■ **Problem**:
Can you update the items below so that "one pin per instance" becomes "one point per object" everywhere, leaving everything else unchanged?

■ **Dataset rows**:
*-*-*

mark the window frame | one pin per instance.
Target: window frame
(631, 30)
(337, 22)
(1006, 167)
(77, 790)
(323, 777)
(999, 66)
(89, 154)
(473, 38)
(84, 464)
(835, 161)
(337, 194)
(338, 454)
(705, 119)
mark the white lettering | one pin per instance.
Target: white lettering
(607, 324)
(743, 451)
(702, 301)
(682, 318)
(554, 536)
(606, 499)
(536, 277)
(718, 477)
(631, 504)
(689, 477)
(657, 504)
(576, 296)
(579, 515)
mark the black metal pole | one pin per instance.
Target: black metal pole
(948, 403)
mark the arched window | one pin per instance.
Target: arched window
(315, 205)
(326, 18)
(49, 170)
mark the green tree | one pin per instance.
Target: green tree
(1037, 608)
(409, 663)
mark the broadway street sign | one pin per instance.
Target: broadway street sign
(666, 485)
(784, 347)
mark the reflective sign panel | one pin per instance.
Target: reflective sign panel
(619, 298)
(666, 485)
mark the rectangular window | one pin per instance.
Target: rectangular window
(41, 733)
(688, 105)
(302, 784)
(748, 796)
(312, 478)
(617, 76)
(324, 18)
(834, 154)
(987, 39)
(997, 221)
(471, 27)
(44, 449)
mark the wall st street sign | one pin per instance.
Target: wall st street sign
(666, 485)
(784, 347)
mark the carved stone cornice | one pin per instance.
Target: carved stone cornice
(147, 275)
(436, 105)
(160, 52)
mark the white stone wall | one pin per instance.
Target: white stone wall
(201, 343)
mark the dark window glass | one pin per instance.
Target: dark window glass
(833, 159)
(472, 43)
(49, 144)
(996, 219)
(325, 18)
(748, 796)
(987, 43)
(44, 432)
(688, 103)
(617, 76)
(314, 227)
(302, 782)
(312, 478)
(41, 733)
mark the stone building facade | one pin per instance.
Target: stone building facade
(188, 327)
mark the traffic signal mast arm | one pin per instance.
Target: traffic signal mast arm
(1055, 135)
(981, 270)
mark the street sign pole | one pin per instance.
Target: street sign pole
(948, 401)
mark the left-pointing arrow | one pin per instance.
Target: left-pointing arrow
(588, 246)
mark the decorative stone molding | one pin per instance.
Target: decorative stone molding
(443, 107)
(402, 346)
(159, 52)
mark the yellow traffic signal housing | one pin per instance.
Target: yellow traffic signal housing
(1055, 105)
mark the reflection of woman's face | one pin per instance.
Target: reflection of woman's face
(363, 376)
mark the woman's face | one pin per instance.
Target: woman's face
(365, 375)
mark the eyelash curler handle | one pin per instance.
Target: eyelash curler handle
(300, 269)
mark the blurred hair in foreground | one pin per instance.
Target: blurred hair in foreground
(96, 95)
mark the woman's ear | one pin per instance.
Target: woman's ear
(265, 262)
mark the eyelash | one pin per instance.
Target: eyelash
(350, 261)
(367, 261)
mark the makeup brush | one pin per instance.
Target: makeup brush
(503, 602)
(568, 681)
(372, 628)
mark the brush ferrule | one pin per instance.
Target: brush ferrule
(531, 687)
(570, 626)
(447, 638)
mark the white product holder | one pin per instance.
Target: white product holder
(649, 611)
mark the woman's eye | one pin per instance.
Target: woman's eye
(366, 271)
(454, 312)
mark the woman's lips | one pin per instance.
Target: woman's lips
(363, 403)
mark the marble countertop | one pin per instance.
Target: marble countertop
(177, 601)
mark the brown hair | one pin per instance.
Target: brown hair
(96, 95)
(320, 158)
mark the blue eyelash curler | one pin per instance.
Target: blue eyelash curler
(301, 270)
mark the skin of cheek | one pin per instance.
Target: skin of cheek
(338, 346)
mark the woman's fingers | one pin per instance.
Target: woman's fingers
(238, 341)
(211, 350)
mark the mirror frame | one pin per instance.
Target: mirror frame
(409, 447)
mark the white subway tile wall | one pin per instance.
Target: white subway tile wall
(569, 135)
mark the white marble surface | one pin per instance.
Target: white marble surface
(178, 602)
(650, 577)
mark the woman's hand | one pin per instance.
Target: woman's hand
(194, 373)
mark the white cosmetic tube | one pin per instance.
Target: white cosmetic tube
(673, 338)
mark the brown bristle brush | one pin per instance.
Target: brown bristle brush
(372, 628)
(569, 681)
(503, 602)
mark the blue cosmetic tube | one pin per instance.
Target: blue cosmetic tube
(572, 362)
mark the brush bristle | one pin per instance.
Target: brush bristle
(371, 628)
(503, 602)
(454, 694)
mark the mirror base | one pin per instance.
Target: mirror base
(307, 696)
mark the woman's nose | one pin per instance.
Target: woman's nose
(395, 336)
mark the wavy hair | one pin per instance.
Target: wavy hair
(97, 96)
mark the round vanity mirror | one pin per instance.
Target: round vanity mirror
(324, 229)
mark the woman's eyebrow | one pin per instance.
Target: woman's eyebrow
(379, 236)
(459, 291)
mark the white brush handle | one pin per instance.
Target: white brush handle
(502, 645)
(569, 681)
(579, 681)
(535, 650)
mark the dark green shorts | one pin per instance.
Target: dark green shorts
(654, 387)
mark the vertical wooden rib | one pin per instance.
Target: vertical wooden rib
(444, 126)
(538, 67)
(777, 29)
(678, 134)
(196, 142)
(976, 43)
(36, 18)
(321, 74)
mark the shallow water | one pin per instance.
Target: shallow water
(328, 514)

*-*-*

■ **Final result**:
mark the window frame | one point per object.
Target: window frame
(631, 30)
(337, 22)
(1006, 167)
(77, 790)
(323, 777)
(999, 66)
(89, 154)
(473, 38)
(84, 464)
(835, 161)
(337, 194)
(338, 454)
(705, 119)
mark the white lettering | one point per object.
Target: white lettering
(607, 324)
(743, 451)
(702, 301)
(682, 318)
(554, 536)
(606, 499)
(536, 277)
(718, 477)
(631, 504)
(689, 477)
(657, 504)
(576, 296)
(579, 515)
mark the black metal pole | one point per object.
Target: black metal pole
(948, 403)
mark the arched window | one point per object.
Target: arched window
(315, 205)
(326, 18)
(49, 170)
mark the green tree | one point per object.
Target: green tree
(1037, 608)
(409, 663)
mark the broadway street sign | one point per object.
Target: broadway street sign
(666, 485)
(784, 347)
mark the reflective sign panel | one point per object.
Target: reflective sign panel
(619, 298)
(666, 485)
mark the rectangular window | one point per object.
Target: rectangular window
(41, 733)
(688, 105)
(302, 784)
(748, 796)
(312, 478)
(617, 76)
(324, 18)
(834, 154)
(987, 39)
(997, 221)
(471, 27)
(44, 449)
mark the wall st street sign | one point per object.
Target: wall st street sign
(666, 485)
(784, 347)
mark the carved stone cornice | one point per object.
Target: carved stone cornice
(147, 275)
(436, 105)
(160, 52)
mark the white stone wall | one point per object.
Target: white stone wall
(201, 343)
mark the dark window glass | one point per object.
Target: dark window glass
(833, 159)
(472, 43)
(49, 144)
(996, 219)
(325, 18)
(748, 796)
(987, 43)
(44, 432)
(688, 103)
(617, 76)
(314, 227)
(302, 782)
(312, 478)
(41, 733)
mark the stone building facade | one point per object.
Target: stone building facade
(188, 327)
mark the traffic signal mast arm | one point per object.
Target: traffic signal mast arm
(1055, 135)
(981, 270)
mark the street sign pole | one point per object.
Target: street sign pole
(948, 401)
mark the left-pointing arrow | one point per object.
Target: left-pointing arrow
(588, 246)
mark the decorative stone molding | one point per object.
Target: decorative stone molding
(443, 107)
(402, 346)
(159, 52)
mark the yellow traffic signal housing | one point per object.
Target: yellow traffic signal housing
(1055, 105)
mark the reflection of woman's face | one point per object.
Target: reflection of woman's face
(363, 376)
mark the woman's face | one point per object.
Target: woman's face
(365, 375)
mark the eyelash curler handle | one point per object.
Target: eyelash curler handle
(300, 269)
mark the blurred hair in foreground | one point per object.
Target: blurred hair in foreground
(96, 95)
mark the woman's ear | one point per object.
Target: woman's ear
(265, 262)
mark the eyelash | one point per object.
Target: eyelash
(350, 261)
(367, 261)
mark the makeup brush | one point per object.
Target: makeup brush
(503, 602)
(568, 681)
(372, 628)
mark the brush ferrule | one point per object.
Target: brush ferrule
(531, 687)
(570, 626)
(447, 638)
mark the white product holder | one point per object.
Target: white product holder
(649, 611)
mark the woman's eye | one point per object.
Target: woman's eye
(366, 271)
(454, 312)
mark the woman's lips | one point per object.
Target: woman's lips
(363, 403)
mark the marble countertop | one point per object.
Target: marble countertop
(177, 601)
mark the brown hair | one point per object.
Target: brown hair
(96, 95)
(320, 158)
mark the blue eyelash curler | one point per object.
Target: blue eyelash curler
(301, 270)
mark the skin of cheek | one point per object.
Target: skin of cheek
(338, 346)
mark the woman's fingers | one point per object.
Target: woman's fingers
(238, 341)
(211, 350)
mark the mirror frame | one point per object.
Target: mirror frame
(409, 447)
mark the white subway tile wall | one point per object.
Target: white subway tile wall
(569, 135)
mark the white marble surface | one point per object.
Target: white marble surface
(178, 602)
(650, 577)
mark the woman's hand | one point per object.
Target: woman's hand
(194, 373)
mark the white cosmetic tube | one point per object.
Target: white cosmetic tube
(673, 338)
mark the brown bristle brush | one point per object.
Target: brown bristle brush
(372, 628)
(569, 681)
(503, 602)
mark the blue cosmetic tube | one point per object.
Target: blue cosmetic tube
(572, 362)
mark the brush bristle | one point per object.
Target: brush bristle
(371, 628)
(503, 602)
(454, 694)
mark the mirror base | one point per object.
Target: mirror base
(307, 696)
mark the woman's nose | one point per object.
Target: woman's nose
(395, 336)
mark the wavy hair | one point per object.
Target: wavy hair
(97, 96)
mark the round vanity mirror | one point per object.
Target: round vanity mirror
(324, 229)
mark the woman's eyebrow | one point per object.
Target: woman's eyebrow
(379, 236)
(459, 291)
mark the white brush handle | one point per object.
Target: white brush handle
(502, 645)
(569, 681)
(579, 681)
(535, 650)
mark the dark green shorts | one point per object.
Target: dark green shorts
(654, 387)
mark the vertical wooden rib | one point per object.
Target: vertical wooden rib
(444, 126)
(538, 67)
(777, 29)
(678, 134)
(196, 142)
(976, 43)
(36, 18)
(321, 74)
mark the shallow water | one point per object.
Target: shallow water
(328, 514)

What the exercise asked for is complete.